===== 本文 =====

【ポジティブ心理学とプロテスタンティズム】
ポジティブ心理学(Positive Psychology)は、ペンシルバニア大学のマーティン・セリグマン教授が1998年に提唱した新しい研究分野です。
アメリカ心理学会(APA)のデータベース(PsycINFO)による “Positive Psychology”の 定義づけを見ると、
「精神病理や精神機能障害に焦点を当てるのではなく、楽観主義や、人間におけるポジティブな機能を強調する心理学的アプローチ」”Approach to psychology that emphasizes optimism and positive human functioning instead of focusing on psychopathology and dysfunction.”
とされています。
APA会長を務めていたセリグマン教授は、従来の心理学が疾患を扱うことに偏りすぎていると感じ、人間の長所について科学的に研究することの必要性を訴えました。
ポジティブ心理学は、人間の長所や強みとはどのようなものか、そして、どのようなときに人間は幸福を感じられるのかということを研究しています。この分野の研究者は、新規治療薬開発の治験で行われるような、ランダム化比較試験(対象者を無作為に割り振って、介入行為の影響を検討する)を積極的に取り入れて、「幸福をつかむ」ことの手がかりを解明することを目指しています。
こちらに、1998年のアメリカ心理学会で、セリグマン教授が行った会長講演「21世紀の心理学の2つの課題」の一部を抜粋します。教授はこの講演の中で、20世紀後半における心理学が取り組むべき課題の一つ目を、民族問題への対応であるとしており(1998年当時、内戦が激化していたコソヴォ紛争を背景とした発言です)、もう一つを「ポジティブ心理学」だとしています。
対応を求められている2番目の領域は、私が「ポジティブ心理学」と呼んでいるもので、ひとりひとりの最も建設的な特質である、楽観性、勇気、職業倫理、未来指向性、対人スキル、喜びと洞察の能力、社会的責任などがどういうものであるかを理解し育成することを重視する、新しい方向を目指す科学である。私の見解は、第2次世界大戦が終わってからの心理学は(中略)、精神的な疾患を治療するという方向に向かいすぎているというものである。 *1-2
セリグマン教授のTEDトークがこちらにあります。
こちらには、教授がどのような経緯でポジティブ心理学の研究を行うことになったのか、そして、ポジティブ心理学では「幸せな人生」の要素としてどのようなものをあげているのか(ポジティブ感情・充実感・意義)について説明をしています。

===== 提供資料 =====

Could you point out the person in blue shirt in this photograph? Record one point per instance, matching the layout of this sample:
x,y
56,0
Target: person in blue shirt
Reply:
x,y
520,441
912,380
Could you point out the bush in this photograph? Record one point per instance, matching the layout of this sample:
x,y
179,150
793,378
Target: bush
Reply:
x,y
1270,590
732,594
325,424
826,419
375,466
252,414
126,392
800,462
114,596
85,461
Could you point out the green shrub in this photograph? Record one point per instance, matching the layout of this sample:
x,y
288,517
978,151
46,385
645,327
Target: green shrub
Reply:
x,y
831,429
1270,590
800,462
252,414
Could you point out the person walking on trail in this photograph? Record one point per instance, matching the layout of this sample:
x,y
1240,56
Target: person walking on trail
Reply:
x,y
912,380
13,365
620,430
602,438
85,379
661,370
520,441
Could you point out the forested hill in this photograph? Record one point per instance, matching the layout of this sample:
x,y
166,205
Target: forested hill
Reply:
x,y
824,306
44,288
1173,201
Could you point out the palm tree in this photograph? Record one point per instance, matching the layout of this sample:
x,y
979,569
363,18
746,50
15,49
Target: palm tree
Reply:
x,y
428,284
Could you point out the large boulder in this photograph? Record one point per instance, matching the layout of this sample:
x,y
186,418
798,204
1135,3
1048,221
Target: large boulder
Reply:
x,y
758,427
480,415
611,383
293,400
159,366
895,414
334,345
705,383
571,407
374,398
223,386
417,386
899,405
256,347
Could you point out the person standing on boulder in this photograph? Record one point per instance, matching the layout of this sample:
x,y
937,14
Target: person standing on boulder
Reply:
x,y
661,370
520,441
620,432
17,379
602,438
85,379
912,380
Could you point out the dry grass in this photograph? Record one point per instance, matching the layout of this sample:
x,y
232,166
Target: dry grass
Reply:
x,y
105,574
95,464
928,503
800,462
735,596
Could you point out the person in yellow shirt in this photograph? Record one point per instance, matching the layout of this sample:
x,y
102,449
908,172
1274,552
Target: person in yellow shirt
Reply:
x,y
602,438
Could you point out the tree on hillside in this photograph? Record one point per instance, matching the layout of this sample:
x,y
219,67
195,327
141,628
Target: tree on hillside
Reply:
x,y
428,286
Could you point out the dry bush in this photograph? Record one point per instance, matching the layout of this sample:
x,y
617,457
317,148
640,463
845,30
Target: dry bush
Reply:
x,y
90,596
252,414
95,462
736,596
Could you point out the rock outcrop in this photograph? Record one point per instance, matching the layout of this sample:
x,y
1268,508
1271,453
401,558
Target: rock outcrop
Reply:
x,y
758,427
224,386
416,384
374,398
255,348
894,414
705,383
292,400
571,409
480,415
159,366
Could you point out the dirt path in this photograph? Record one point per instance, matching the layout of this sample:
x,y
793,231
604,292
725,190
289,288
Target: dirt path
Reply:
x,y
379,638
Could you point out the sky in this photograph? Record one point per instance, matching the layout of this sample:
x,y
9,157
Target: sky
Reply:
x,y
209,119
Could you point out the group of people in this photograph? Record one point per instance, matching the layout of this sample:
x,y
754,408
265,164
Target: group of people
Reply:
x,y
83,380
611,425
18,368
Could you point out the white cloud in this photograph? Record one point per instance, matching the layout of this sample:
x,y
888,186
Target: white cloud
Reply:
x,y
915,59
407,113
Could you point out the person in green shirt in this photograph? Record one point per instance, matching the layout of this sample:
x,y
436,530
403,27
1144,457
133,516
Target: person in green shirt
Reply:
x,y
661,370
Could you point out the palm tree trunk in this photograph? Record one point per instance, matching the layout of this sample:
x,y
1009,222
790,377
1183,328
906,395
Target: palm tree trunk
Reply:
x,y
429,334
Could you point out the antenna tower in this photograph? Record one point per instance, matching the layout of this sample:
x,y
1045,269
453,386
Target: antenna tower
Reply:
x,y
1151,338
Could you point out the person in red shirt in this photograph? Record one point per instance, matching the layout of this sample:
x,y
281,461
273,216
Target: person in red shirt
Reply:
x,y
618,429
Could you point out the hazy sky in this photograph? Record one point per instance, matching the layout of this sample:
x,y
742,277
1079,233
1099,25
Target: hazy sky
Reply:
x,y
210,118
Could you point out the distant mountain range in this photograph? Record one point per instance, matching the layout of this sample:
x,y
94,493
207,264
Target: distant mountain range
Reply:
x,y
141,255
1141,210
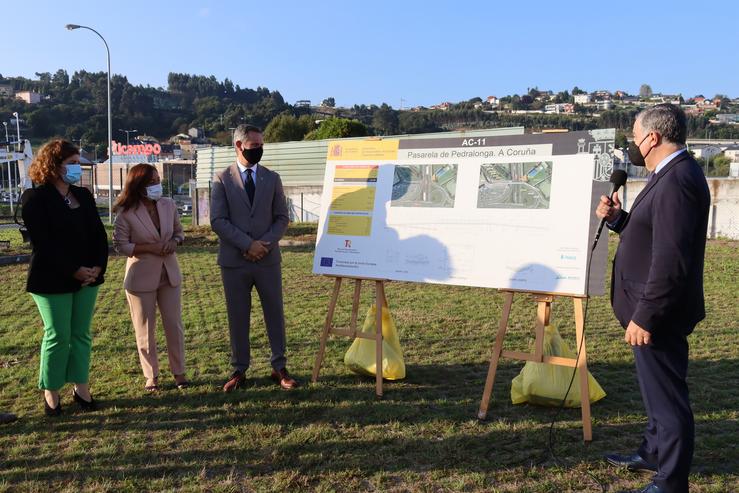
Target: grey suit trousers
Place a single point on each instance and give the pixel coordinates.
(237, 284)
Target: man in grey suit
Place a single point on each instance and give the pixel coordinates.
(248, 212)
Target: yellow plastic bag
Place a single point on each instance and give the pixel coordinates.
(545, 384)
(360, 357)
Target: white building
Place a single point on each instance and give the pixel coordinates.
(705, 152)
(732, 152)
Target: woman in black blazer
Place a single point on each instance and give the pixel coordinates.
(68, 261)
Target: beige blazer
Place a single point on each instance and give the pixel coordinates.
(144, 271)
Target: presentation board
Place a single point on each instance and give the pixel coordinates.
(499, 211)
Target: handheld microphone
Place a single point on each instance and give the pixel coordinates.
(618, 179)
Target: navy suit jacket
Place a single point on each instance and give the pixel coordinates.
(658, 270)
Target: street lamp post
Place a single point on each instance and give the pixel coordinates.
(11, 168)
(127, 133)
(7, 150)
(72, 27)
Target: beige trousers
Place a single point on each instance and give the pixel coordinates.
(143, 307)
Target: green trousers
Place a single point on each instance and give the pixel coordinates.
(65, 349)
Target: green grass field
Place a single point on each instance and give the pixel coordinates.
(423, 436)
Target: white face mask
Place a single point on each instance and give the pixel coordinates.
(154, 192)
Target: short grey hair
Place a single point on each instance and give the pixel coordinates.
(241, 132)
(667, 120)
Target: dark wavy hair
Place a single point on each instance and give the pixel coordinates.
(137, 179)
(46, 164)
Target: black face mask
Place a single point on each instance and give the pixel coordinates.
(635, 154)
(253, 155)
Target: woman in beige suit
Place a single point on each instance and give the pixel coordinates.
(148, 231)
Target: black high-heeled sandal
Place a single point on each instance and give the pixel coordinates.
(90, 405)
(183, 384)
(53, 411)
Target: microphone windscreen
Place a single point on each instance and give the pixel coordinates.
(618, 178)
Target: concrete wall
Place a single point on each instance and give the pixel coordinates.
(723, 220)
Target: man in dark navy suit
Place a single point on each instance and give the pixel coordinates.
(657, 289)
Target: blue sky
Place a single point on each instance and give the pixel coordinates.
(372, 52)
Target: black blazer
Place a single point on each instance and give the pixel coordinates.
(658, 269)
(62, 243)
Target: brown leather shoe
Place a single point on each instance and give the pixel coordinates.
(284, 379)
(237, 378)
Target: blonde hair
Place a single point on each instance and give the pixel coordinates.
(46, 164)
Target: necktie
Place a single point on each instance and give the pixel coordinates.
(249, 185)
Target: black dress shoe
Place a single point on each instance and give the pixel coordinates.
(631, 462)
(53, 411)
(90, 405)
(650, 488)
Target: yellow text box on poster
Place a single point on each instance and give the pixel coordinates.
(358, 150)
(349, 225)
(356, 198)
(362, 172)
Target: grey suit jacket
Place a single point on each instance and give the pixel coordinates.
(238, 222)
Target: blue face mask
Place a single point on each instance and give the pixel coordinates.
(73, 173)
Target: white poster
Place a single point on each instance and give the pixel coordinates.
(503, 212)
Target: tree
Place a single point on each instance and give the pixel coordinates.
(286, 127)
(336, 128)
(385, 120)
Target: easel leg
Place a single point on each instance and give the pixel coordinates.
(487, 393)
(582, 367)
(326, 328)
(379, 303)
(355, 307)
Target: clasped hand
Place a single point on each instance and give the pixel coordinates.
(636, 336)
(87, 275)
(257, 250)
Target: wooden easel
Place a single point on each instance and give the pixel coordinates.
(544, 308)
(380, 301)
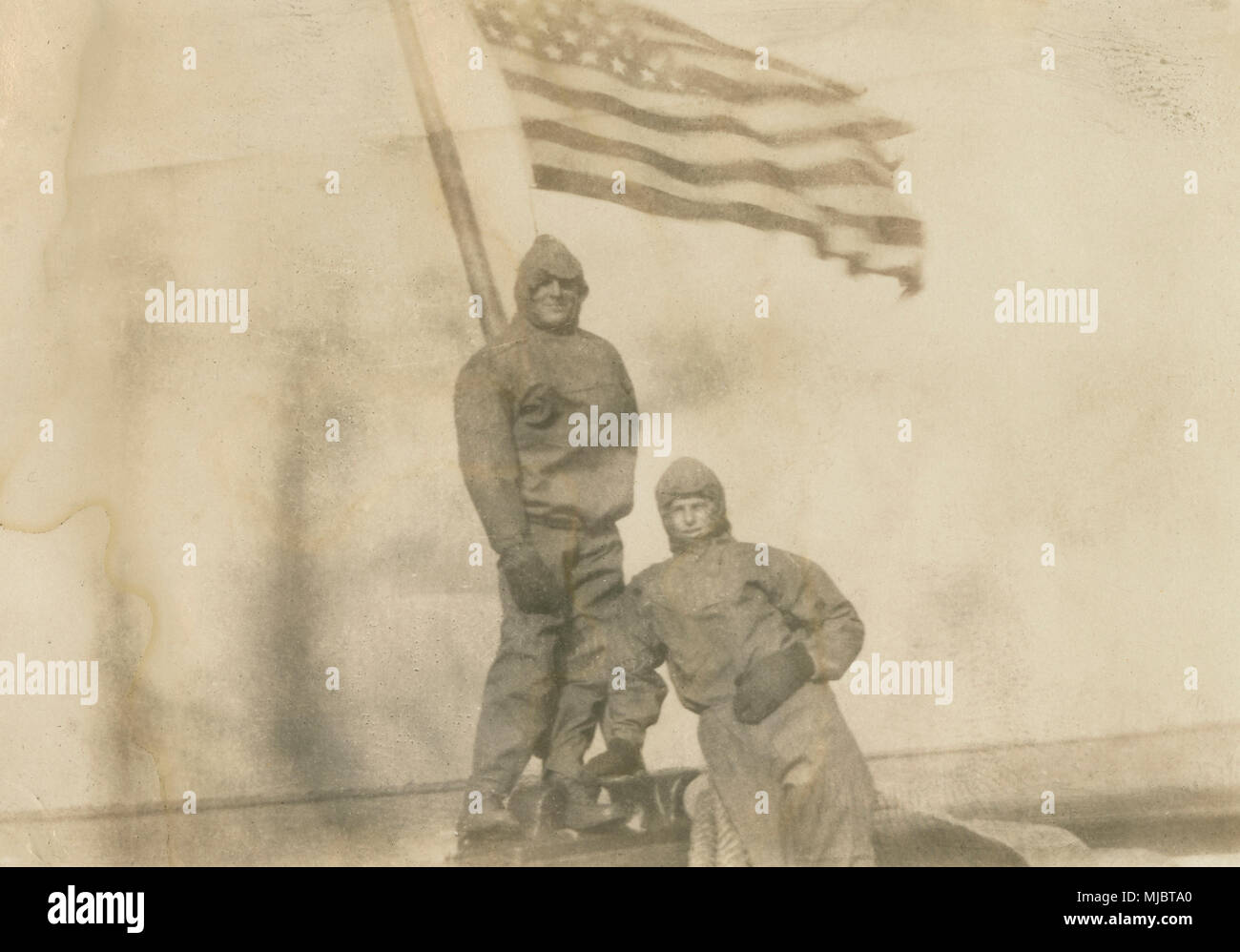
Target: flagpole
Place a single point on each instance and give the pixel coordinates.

=====

**課題**
ポジティブ心理学についての本文で、セリグマン教授の講演の抜粋が「ひとりひとりの最も建設的な特質」として挙げているものをすべて書き出してください。 これらの資料は本文とは別個のものです。

**解答**
楽観性、勇気、職業倫理、未来指向性、対人スキル、喜びと洞察の能力、社会的責任